(Document extract):

***

Since the additions dataset (our main objective) is 100x larger than the data for derivatives and roots, the max steps for additions is set to 2000 and is set to 500 each for the other datasets. This will train for 3,000 steps and will take roughly 1 hour and a half on the A100 gpu environment in google colab.

In [15]:
train_deriv_configs = {'MAX_INPUT': MAX_INPUT,
         'LOGGING_STEPS': 1,
         'NUM_EPOCHS': 1,
         'PAUSE_STEPS':0, # asks to exit training after x steps #todo checkpoints
         'MAX_STEPS': 500,#Ooverides num epochs
         'BATCH_SIZE': 2, #Making batch_size lower then 8 will result in slower training, but will allow for larger models\context. Fortunately, we have 128GBs. Setting higher batch_size doesn't seem to improve time.
          'LEN_TRAIN_DATA': len(train_data_derivs),
         'VAL_STEPS': 20,
         'VAL_BATCH': 5,
         'GRAD_ACCUMULATION_STEP':1,
         'MAX_GRAD_CLIP':1,
        'LEARNING_RATE':6e-5,
         'WARMUP_RATIO':0.01,
         'OPTIMIZER':'adam', # default = 'adamw'  options->  ['adamw','SM3','came','adafactor','lion']
         'SCHEDULAR':'cosine', # default= 'cosine'     options:-> ['linear','cosine']
         'WEIGHT_DECAY':0.1,
         'TRAIN_DATASET':train_data_derivs,
         "TEST_DATASET":val_derivs,
         'WANDB':True,
        'PROJECT':'Math-Model',
        }

In [16]:
train_roots_configs = {'MAX_INPUT': MAX_INPUT,
         'LOGGING_STEPS': 1,
         'NUM_EPOCHS': 1,
         'PAUSE_STEPS':0, # asks to exit training after x steps #todo checkpoints
         'MAX_STEPS': 500,#-1 trains on entire data. Settins max steps overides num epochs
         'BATCH_SIZE': 2, #Making batch_size lower then 8 will result in slower training, but will allow for larger models\context. Fortunately, we have 128GBs. Setting higher batch_size doesn't seem to improve time.

***

(Data section):

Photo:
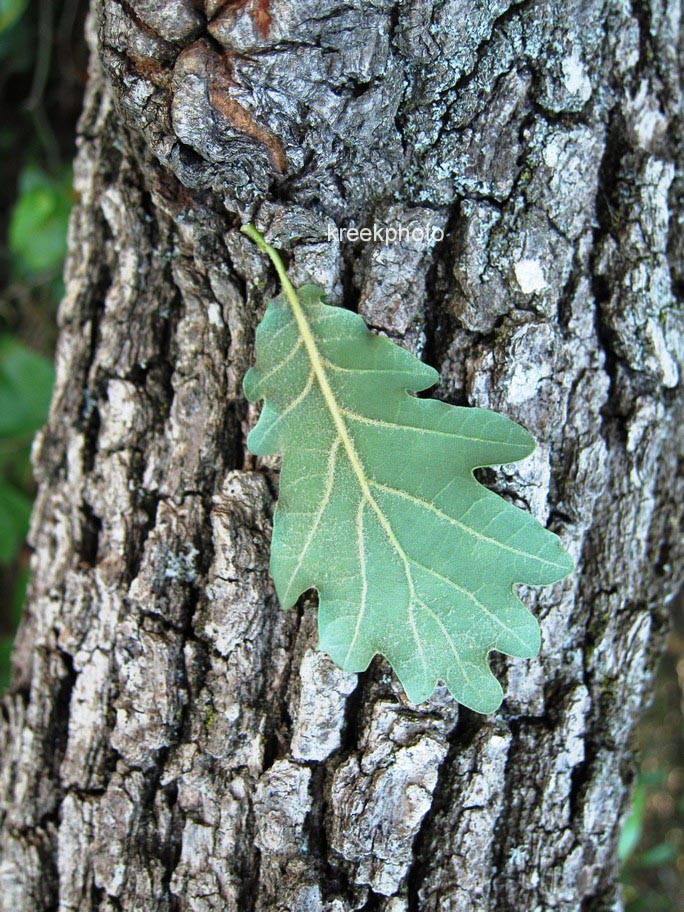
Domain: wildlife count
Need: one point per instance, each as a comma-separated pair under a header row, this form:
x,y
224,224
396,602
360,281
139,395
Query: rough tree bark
x,y
171,740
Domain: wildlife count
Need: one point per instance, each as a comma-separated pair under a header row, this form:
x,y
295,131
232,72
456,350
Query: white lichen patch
x,y
214,315
319,714
530,277
575,77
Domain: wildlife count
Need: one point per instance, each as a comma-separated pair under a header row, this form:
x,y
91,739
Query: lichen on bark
x,y
171,740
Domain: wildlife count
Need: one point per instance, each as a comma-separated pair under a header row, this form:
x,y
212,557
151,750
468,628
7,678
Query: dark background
x,y
43,73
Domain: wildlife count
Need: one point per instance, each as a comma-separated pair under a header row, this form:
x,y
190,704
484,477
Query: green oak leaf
x,y
379,510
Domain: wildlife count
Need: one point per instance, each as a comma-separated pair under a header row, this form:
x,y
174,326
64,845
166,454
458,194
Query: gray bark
x,y
171,740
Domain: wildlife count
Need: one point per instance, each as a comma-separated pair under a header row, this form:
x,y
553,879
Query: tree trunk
x,y
173,741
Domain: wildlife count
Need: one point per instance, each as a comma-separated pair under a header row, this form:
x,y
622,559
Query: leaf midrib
x,y
316,360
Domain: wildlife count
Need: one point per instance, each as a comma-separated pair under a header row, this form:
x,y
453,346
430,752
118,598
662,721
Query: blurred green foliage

***

(Things to do):
[A] In the model-training excerpt, list every optimizer option named in the comment on the 'OPTIMIZER' setting.
[B] Pick up the model-training excerpt after its last shown line and continue it.

(Expected results):
[A] adamw, SM3, came, adafactor, lion

[B]
          'LEN_TRAIN_DATA': len(train_data_roots),
         'VAL_STEPS': 20,
         'VAL_BATCH': 5,
         'GRAD_ACCUMULATION_STEP':1,
         'MAX_GRAD_CLIP':1,
        'LEARNING_RATE':6e-5,
         'WARMUP_RATIO':0.01,
         'OPTIMIZER':'adam', # default = 'adamw'  options->  ['adamw','SM3','came','adafactor','lion']
         'SCHEDULAR':'cosine', # default= 'cosine'     options:-> ['linear','cosine']
         'WEIGHT_DECAY':0.1,
         'TRAIN_DATASET':train_data_roots,
         "TEST_DATASET":val_roots,
         'WANDB':True,
        'PROJECT':'Math-Model',
        }

In [17]:
# additions data is 100x bigger than for the other sides so max steps will be decreased
train_adds_configs = {'MAX_INPUT': MAX_INPUT,
         'LOGGING_STEPS': 1,
         'NUM_EPOCHS': 1,
         'PAUSE_STEPS':0, # asks to exit training after x steps #todo checkpoints
         'MAX_STEPS': 2000,#-1 trains on entire data. Settins max steps overides num epochs
         'BATCH_SIZE': 2, #Making batch_size lower then 8 will result in slower training, but will allow for larger models\context. Fortunately, we have 128GBs. Setting higher batch_size doesn't seem to improve time.
          'LEN_TRAIN_DATA': len(train_data_adds),
         'VAL_STEPS': 20,
         'VAL_BATCH': 5,
         'GRAD_ACCUMULATION_STEP':1,
         'MAX_GRAD_CLIP':1,
        'LEARNING_RATE':6e-5,
         'WARMUP_RATIO':0.01,
         'OPTIMIZER':'adam', # default = 'adamw'  options->  ['adamw','SM3','came','adafactor','lion']
         'SCHEDULAR':'cosine', # default= 'cosine'     options:-> ['linear','cosine']
         'WEIGHT_DECAY':0.1,
         'TRAIN_DATASET':train_data_adds,
         "TEST_DATASET":val_adds,
         'WANDB':True,
        'PROJECT':'Math-Model',
        }

In [18]:
train_data_derivs_instruct = InstructionDataset(tokenizer, dataset=train_data_derivs, max_length=train_deriv_configs['MAX_INPUT'])
val_derivs_instruct = InstructionDataset(tokenizer, dataset=val_derivs)

#collate fn to skip nones in the batch
def collate_fn(batch):
    batch = list(filter(lambda x: x is not None, batch))
    return torch.utils.data.dataloader.default_collate(batch)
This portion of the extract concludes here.